Given request: Reproduce the records below with every occurrence of "in this unit" changed to "in this set". Leave all other text unchanged.

>> Start

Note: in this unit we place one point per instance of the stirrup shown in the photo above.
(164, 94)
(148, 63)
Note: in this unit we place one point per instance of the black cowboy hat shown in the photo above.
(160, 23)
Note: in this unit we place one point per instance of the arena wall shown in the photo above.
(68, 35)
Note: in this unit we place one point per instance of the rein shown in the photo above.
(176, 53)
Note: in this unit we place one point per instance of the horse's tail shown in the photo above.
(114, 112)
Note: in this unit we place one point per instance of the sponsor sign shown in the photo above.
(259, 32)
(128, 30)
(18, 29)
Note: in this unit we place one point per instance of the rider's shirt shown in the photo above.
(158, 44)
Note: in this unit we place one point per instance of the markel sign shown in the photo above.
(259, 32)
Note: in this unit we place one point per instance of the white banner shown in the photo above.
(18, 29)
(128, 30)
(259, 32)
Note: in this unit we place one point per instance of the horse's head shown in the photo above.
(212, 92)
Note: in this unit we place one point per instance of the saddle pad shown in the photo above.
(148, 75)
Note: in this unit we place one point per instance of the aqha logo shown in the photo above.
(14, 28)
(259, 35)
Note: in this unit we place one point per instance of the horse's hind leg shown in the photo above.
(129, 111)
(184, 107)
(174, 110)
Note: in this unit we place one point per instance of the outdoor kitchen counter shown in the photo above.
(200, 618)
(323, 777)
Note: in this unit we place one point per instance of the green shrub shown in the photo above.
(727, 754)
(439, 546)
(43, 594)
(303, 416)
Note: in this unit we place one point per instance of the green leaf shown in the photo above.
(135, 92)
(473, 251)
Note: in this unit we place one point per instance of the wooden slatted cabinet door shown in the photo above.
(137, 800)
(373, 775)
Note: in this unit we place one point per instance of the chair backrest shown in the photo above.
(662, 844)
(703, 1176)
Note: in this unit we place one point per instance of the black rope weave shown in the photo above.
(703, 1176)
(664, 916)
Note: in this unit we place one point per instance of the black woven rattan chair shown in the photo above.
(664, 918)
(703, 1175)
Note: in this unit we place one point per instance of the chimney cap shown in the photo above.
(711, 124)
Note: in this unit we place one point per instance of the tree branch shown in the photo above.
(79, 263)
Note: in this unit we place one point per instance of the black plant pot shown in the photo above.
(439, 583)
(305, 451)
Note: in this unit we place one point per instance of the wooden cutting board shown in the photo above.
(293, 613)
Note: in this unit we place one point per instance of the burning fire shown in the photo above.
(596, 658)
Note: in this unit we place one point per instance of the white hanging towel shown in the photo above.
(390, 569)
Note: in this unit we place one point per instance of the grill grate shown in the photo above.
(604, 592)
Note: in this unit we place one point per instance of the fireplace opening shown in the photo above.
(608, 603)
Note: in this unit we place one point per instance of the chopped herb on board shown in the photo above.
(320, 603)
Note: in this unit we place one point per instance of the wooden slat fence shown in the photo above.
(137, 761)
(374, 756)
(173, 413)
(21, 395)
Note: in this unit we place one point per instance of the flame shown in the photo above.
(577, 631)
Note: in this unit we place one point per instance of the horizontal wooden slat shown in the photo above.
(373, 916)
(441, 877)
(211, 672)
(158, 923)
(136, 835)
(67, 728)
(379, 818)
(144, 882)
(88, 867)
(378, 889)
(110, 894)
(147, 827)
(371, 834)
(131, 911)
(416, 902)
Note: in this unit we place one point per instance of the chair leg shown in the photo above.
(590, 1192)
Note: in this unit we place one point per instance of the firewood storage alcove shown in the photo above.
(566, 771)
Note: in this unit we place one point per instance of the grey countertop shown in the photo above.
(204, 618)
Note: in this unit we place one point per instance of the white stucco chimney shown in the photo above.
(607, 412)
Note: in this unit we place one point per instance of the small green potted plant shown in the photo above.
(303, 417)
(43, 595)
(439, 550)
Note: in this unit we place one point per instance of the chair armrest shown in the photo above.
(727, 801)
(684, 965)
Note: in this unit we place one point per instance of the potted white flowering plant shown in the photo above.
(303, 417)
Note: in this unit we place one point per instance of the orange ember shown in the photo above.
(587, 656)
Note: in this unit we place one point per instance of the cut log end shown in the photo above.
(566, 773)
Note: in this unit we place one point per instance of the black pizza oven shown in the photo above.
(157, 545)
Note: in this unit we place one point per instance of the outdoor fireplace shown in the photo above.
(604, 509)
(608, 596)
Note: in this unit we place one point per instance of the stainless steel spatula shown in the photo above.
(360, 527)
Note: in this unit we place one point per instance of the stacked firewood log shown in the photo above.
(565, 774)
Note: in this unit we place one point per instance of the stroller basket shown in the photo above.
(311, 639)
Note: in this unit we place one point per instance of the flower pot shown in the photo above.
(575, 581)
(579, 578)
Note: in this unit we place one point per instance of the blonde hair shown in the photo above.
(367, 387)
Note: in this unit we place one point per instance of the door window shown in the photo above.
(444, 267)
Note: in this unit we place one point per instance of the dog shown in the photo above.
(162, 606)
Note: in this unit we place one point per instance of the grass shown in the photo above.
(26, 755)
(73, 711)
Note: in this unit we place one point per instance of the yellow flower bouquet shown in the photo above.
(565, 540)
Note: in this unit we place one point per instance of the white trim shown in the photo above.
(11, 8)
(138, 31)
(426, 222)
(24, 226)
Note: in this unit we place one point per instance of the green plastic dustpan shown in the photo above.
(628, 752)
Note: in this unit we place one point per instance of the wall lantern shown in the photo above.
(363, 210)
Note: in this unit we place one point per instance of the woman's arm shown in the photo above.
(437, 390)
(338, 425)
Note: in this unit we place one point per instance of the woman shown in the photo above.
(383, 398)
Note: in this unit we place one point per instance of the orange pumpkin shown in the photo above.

>> End

Task answer:
Note: in this set we place one point per instance of the stirrup shown in the photo above.
(164, 94)
(148, 63)
Note: in this set we place one point per instance of the black cowboy hat shown in the photo above.
(160, 23)
Note: in this set we place one point per instance of the arena wall shown in the photo above.
(68, 35)
Note: in this set we place one point per instance of the rein shown in the photo above.
(176, 53)
Note: in this set we place one point per instance of the horse's tail shown in the photo above.
(114, 112)
Note: in this set we place one point per instance of the sponsor sign shown in the photo above.
(259, 32)
(128, 30)
(18, 29)
Note: in this set we place one point per instance of the rider's shirt shown in the photo above.
(158, 44)
Note: in this set we place one point per instance of the markel sign shown in the photo above.
(259, 32)
Note: in this set we place one point per instance of the white banner shown in the photo above.
(18, 29)
(128, 30)
(259, 32)
Note: in this set we place one point per instance of the horse's head shown in the photo above.
(212, 92)
Note: in this set we place one point per instance of the saddle pad shown in the photo above.
(148, 75)
Note: in this set we place one point per instance of the aqha logo shown in the photo above.
(14, 28)
(259, 35)
Note: in this set we place one point per instance of the horse's hind leg shown in the photo above.
(129, 111)
(184, 107)
(174, 110)
Note: in this set we place one point per instance of the outdoor kitchen counter shown in the photo above.
(200, 618)
(323, 777)
Note: in this set we place one point per instance of the green shrub shown in the photo above.
(727, 754)
(439, 546)
(43, 594)
(303, 416)
Note: in this set we place one point per instance of the green leaf shown in the photo above.
(135, 92)
(473, 251)
Note: in this set we place one point per instance of the wooden slatted cabinet door shown in the photo above.
(137, 800)
(373, 775)
Note: in this set we place one point per instance of the chair backrest shown in the photo above.
(662, 844)
(703, 1176)
Note: in this set we place one point per instance of the black rope weave shown in the photo above.
(703, 1176)
(664, 916)
Note: in this set we place one point per instance of the black woven rattan chair shown in the photo above.
(664, 918)
(703, 1175)
Note: in this set we place one point per instance of the chimney cap shown in the photo above.
(711, 124)
Note: in this set we place one point per instance of the tree branch shown in the photo above.
(79, 263)
Note: in this set we place one point per instance of the black plant pot shown in the photo above.
(439, 583)
(305, 451)
Note: in this set we place one point per instance of the wooden cutting board shown in the photo above.
(293, 613)
Note: in this set we place one point per instance of the burning fire shown in the photo above.
(596, 658)
Note: in this set we place one point per instance of the white hanging towel shown in the photo above.
(390, 569)
Note: in this set we place one point per instance of the grill grate shown in the photo above.
(604, 592)
Note: in this set we place one point per instance of the fireplace opening shown in the photo above.
(608, 603)
Note: in this set we place one point per instance of the chopped herb on board shown in the photo above.
(320, 603)
Note: in this set we place one point per instance of the wooden slat fence shown in the photo above.
(137, 761)
(374, 756)
(173, 413)
(21, 395)
Note: in this set we place one point per instance of the flame shown in the photo above.
(577, 631)
Note: in this set we place one point per instance of the horizontal wooden slat shown in the photo above.
(373, 916)
(441, 877)
(211, 672)
(158, 923)
(136, 835)
(67, 728)
(379, 818)
(144, 882)
(88, 867)
(378, 889)
(110, 894)
(147, 827)
(371, 834)
(131, 911)
(416, 902)
Note: in this set we place one point per instance of the chair leg shown in the photo above.
(590, 1192)
Note: in this set we place one point per instance of the firewood storage alcove shown in the photo above.
(566, 771)
Note: in this set we place one point per instance of the grey countertop shown in the photo above.
(204, 618)
Note: in this set we place one point per instance of the white stucco chimney shown in the photo above.
(607, 412)
Note: in this set we place one point per instance of the small green potted plant shown in the photo above.
(303, 417)
(43, 595)
(439, 550)
Note: in this set we place one point per instance of the chair armrest shown in the photo above.
(727, 801)
(684, 965)
Note: in this set we place one point per instance of the potted white flowering plant shown in the photo above.
(303, 417)
Note: in this set we place one point per instance of the orange ember shown in the photo above.
(587, 656)
Note: in this set we place one point per instance of the cut log end shown in the photo above.
(566, 773)
Note: in this set we place one point per instance of the black pizza oven shown in the photo above.
(157, 545)
Note: in this set we place one point per instance of the outdoor fireplace shown in the photo above.
(604, 509)
(608, 596)
Note: in this set we place one point per instance of the stainless steel spatula shown in the photo above.
(360, 527)
Note: in this set we place one point per instance of the stacked firewood log shown in the photo above.
(565, 774)
Note: in this set we place one point per instance of the stroller basket shown in the photo above.
(311, 639)
Note: in this set we place one point per instance of the flower pot shown in the photo above.
(575, 581)
(579, 578)
Note: in this set we place one point per instance of the blonde hair shown in the photo above.
(367, 387)
Note: in this set we place one point per instance of the door window shown in the photo above.
(444, 267)
Note: in this set we place one point per instance of the dog shown in the photo above.
(162, 606)
Note: in this set we place one point per instance of the grass shown in the photo above.
(26, 755)
(73, 711)
Note: in this set we place one point per instance of the yellow flower bouquet shown in the photo above.
(565, 540)
Note: in this set we place one point per instance of the white trim shown in the photo above.
(11, 8)
(138, 31)
(426, 222)
(24, 226)
Note: in this set we place one point per instance of the green plastic dustpan shown in the photo above.
(628, 752)
Note: in this set we place one point per instance of the wall lantern shown in the photo above.
(363, 210)
Note: in this set we place one point per instance of the woman's arm shown in the photo above.
(437, 390)
(338, 425)
Note: in this set we place one point per instance of the woman shown in the photo above.
(383, 398)
Note: in this set we place one point per instance of the orange pumpkin shown in the photo above.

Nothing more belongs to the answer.